What the exercise asks ▸ Convert the lines from the one containing "tie on basket?" through the one containing "POLYGON ((428 397, 417" into a Markdown table with the columns Number and Text. Give each line its own number and skip any blank lines.

Outline rows
- - - - - - -

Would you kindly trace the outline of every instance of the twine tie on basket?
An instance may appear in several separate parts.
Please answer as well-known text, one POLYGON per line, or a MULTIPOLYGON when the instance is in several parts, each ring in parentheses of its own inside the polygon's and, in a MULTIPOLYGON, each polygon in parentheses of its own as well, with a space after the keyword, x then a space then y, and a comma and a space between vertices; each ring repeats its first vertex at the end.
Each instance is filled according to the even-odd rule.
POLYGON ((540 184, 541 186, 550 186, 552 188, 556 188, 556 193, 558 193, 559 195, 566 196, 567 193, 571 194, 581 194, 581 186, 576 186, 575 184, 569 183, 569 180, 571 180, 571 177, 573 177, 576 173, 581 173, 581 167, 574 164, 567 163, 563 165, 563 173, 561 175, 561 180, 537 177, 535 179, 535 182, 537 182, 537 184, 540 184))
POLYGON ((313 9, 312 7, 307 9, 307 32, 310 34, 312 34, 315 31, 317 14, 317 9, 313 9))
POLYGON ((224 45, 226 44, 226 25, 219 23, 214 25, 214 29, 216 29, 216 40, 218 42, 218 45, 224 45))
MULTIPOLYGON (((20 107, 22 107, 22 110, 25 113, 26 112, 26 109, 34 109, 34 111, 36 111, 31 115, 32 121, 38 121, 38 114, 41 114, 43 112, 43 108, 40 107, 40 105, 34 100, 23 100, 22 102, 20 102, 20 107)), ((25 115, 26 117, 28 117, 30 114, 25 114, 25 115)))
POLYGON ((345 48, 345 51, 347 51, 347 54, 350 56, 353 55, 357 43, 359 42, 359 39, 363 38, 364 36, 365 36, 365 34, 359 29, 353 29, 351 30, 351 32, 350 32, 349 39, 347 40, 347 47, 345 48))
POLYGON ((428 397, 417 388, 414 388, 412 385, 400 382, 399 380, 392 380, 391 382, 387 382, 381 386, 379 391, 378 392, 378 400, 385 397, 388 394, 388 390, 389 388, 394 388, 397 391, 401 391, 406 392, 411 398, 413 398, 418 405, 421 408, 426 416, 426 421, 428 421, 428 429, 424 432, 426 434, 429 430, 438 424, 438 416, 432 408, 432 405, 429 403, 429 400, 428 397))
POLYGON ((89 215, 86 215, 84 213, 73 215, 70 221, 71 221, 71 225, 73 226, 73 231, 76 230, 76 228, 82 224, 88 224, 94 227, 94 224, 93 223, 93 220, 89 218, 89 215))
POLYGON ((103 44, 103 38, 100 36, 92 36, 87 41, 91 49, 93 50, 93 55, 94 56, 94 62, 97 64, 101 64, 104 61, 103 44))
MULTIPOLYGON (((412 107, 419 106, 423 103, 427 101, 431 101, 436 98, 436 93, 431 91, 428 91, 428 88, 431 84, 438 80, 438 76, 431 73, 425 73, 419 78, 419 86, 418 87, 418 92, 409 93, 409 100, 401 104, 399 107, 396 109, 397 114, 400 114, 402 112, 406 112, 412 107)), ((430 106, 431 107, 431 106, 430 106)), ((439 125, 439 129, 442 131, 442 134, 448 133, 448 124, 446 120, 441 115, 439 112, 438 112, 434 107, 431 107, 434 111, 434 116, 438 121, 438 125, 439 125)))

- - - - - - -

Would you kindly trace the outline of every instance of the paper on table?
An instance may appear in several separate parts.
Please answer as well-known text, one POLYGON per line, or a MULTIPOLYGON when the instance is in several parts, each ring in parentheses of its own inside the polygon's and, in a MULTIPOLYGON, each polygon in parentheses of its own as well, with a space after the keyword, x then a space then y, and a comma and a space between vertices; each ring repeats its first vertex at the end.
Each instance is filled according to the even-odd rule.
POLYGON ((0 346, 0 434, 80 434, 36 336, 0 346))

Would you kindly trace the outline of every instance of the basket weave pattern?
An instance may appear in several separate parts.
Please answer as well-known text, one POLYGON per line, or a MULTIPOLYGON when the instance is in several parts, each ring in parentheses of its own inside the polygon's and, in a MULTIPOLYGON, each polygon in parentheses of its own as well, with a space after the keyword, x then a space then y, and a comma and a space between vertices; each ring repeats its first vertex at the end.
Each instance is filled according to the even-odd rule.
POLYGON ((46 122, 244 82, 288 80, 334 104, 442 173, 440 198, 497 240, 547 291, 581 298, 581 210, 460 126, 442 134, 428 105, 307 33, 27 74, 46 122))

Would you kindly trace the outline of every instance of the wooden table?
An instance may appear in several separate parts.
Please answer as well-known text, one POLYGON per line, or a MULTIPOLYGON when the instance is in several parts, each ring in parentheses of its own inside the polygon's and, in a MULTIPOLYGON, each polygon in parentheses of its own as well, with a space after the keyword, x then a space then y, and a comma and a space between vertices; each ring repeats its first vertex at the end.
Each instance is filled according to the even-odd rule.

- - - - - - -

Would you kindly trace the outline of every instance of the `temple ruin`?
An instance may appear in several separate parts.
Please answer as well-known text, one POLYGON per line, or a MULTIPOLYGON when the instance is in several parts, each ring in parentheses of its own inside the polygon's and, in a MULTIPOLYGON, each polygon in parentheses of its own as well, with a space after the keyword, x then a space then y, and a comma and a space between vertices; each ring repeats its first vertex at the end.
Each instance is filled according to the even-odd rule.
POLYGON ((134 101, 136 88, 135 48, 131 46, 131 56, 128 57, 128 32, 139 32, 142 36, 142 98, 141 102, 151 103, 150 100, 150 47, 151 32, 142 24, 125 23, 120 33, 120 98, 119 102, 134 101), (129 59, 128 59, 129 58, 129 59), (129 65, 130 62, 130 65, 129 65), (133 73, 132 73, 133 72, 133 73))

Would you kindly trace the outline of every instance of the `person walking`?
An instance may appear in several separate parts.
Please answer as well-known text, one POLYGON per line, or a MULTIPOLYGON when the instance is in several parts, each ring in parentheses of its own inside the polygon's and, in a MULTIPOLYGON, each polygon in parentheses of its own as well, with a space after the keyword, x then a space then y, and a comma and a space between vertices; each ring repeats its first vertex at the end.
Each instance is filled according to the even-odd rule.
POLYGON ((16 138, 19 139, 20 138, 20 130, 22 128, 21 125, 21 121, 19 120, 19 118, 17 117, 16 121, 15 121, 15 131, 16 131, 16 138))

- - - - - - -

Full output ▸
| Number | Text |
|---|---|
| 1 | Would you kindly trace the outline of every instance of the twine tie on basket? |
| 2 | An instance may appear in several separate parts. |
| 3 | Please answer as well-known text, one POLYGON per line, or a MULTIPOLYGON when the instance is in several parts, each ring in parentheses of its own inside the polygon's and, in a MULTIPOLYGON, each polygon in parentheses of its own as well, with a space after the keyword, x then a space then y, and a comma and a space between vertices; each ring repeats its first vertex at the end. |
| 4 | Each instance is filled according to the even-odd rule. |
| 5 | POLYGON ((540 184, 541 186, 550 186, 552 188, 556 188, 556 193, 558 193, 559 195, 566 196, 567 193, 571 194, 581 194, 581 186, 576 186, 575 184, 569 183, 569 180, 571 180, 571 177, 573 177, 576 173, 581 173, 581 167, 574 164, 567 163, 563 165, 563 173, 561 175, 561 180, 537 177, 535 179, 535 182, 537 182, 537 184, 540 184)) |
| 6 | POLYGON ((313 9, 312 7, 307 9, 307 32, 310 34, 312 34, 315 31, 317 14, 317 9, 313 9)) |
| 7 | POLYGON ((224 45, 226 44, 226 25, 219 23, 214 25, 214 29, 216 29, 216 40, 218 42, 218 45, 224 45)) |
| 8 | MULTIPOLYGON (((20 107, 22 107, 22 110, 25 113, 26 112, 26 109, 34 109, 34 111, 36 111, 31 115, 32 121, 38 121, 38 114, 41 114, 43 112, 43 108, 40 107, 40 105, 34 100, 23 100, 22 102, 20 102, 20 107)), ((25 115, 26 117, 28 117, 30 114, 25 114, 25 115))) |
| 9 | POLYGON ((345 48, 345 51, 347 51, 347 54, 350 56, 353 55, 357 43, 359 42, 359 39, 363 38, 364 36, 365 36, 365 34, 359 29, 353 29, 351 30, 351 32, 350 32, 349 39, 347 40, 347 47, 345 48)) |
| 10 | POLYGON ((428 397, 417 388, 414 388, 412 385, 400 382, 399 380, 392 380, 391 382, 387 382, 381 386, 379 391, 378 392, 378 400, 385 397, 388 394, 388 390, 389 388, 394 388, 397 391, 401 391, 406 392, 411 398, 413 398, 418 405, 421 408, 426 416, 426 421, 428 421, 428 429, 424 432, 426 434, 429 430, 438 424, 438 416, 432 408, 432 405, 429 403, 429 400, 428 397)) |